_EXCERPTED TEXT_

※

Skip to article frontmatterSkip to article content

Part 1: Introduction to the earthaccess python library

Tutorial Overview

This tutorial is designed for the “Cloud Computing and Open-Source Scientific Software for Cryosphere Communities” Learning Workshop at the 2023 AGU Fall Meeting.

This notebook demonstrates how to search for, access, and work with a cloud-hosted NASA dataset using the earthaccess package. Data in the “NASA Earthdata Cloud” are stored in Amazon Web Services (AWS) Simple Storage Service (S3) Buckets. Direct Access is an efficient way to work with data stored in an S3 Bucket using an Amazon Compute Cloud (EC2) instance. Cloud-hosted granules can be opened and loaded into memory without the need to download them first. This allows you take advantage of the scalability and power of cloud computing.

We use earthaccess, a package developed by Luis Lopez (NSIDC developer) to allow easy search of the NASA Common Metadata Repository (CMR) and download of NASA data collections. It can be used for programmatic search and access for both DAAC-hosted and cloud-hosted data. It manages authenticating using Earthdata Login credentials which are then used to obtain the S3 tokens that are needed for S3 direct access. earthaccess can be used to find and access both DAAC-hosted and cloud-hosted data in just three lines of code. See https://github.com/nsidc/earthaccess.

※

(Collected data entries)
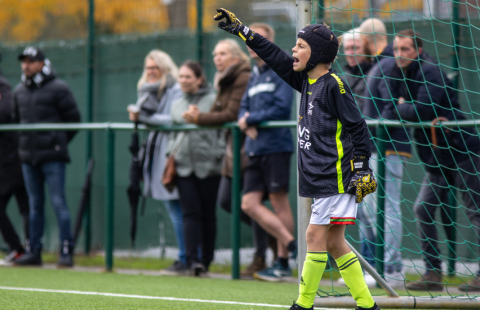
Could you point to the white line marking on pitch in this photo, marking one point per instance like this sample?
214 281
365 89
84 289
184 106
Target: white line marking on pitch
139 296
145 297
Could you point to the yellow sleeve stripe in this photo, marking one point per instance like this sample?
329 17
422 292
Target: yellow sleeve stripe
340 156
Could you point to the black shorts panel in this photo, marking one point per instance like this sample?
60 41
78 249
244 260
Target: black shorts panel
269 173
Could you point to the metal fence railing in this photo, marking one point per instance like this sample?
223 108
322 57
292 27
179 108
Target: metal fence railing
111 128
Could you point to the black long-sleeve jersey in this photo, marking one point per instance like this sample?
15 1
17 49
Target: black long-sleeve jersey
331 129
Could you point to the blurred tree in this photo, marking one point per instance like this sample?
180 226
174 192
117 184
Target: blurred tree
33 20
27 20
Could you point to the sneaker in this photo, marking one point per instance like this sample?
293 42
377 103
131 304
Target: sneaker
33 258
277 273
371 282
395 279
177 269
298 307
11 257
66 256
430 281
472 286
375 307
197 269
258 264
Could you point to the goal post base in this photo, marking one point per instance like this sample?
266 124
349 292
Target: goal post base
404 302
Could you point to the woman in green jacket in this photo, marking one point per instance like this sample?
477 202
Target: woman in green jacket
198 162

※

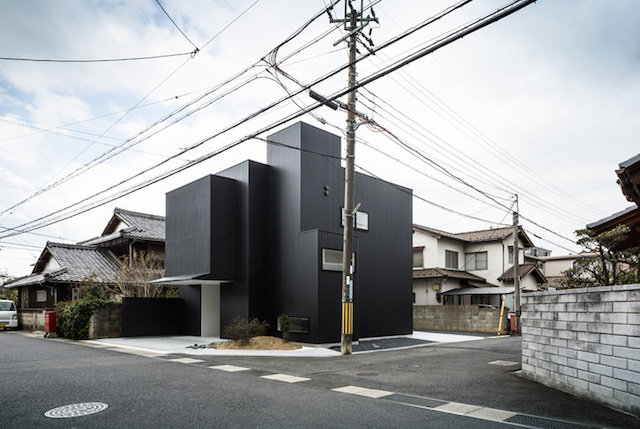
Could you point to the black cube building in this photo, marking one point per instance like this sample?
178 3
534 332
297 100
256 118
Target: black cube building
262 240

※

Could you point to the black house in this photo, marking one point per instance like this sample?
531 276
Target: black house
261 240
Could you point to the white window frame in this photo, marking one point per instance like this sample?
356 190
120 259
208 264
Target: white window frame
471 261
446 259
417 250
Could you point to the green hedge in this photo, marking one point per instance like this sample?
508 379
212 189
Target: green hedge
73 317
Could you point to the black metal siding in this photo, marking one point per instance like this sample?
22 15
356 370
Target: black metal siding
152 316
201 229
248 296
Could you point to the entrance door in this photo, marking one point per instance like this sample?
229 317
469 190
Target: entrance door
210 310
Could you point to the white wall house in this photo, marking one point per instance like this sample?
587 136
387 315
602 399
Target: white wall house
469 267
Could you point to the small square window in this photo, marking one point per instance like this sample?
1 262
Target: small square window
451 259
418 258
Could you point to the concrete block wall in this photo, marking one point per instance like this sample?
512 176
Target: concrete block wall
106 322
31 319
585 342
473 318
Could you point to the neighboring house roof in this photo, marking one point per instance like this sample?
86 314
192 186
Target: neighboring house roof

※

_OBJECTIVES_
1 - According to the earthaccess tutorial overview, who developed the earthaccess package?
2 - Write the next part of the earthaccess tutorial overview, picking up after its final sentence.
The collected entries play no part in the work.

_ANSWER SET_
1 - Luis Lopez, an NSIDC developer.

2 -
As an example data collection, we use ICESat-2 Land Ice Height (ATL06) granules over the Juneau Icefield, AK, for March and April 2020. ICESat-2 data granules, including ATL06, are stored in HDF5 format. We demonstrate how to open an HDF5 granule and access data variables using xarray. Land Ice Heights are then plotted using hvplot.

ExamplePlotusingTutorialData

ATL06 Land Ice Heights for the margin of the Juneau Ice Field

Learning Objectives

In this tutorial you will learn:

  1. how to use earthaccess to search for (ICESat-2) data using spatial and temporal filters and explore the search results;
  2. how to open data granules using direct access to the appropriate S3 bucket;
  3. how to load an HDF5 group into an xarray.Dataset;
  4. how visualize the land ice heights using hvplot.

Prerequisites

The workflow described in this tutorial forms the initial steps of an Analysis in Place workflow that would be run on a AWS cloud compute resource. You will need:

  1. a JupyterHub, such as CryoHub, or AWS EC2 instance in the us-west-2 region.
  2. a NASA Earthdata Login. If you need to register for an Earthdata Login see the Getting an Earthdata Login section of the ICESat-2 Hackweek 2023 Jupyter Book.
  3. A .netrc file, that contains your Earthdata Login credentials, in your home directory. See Configure Programmatic Access to NASA Servers to create a .netrc file.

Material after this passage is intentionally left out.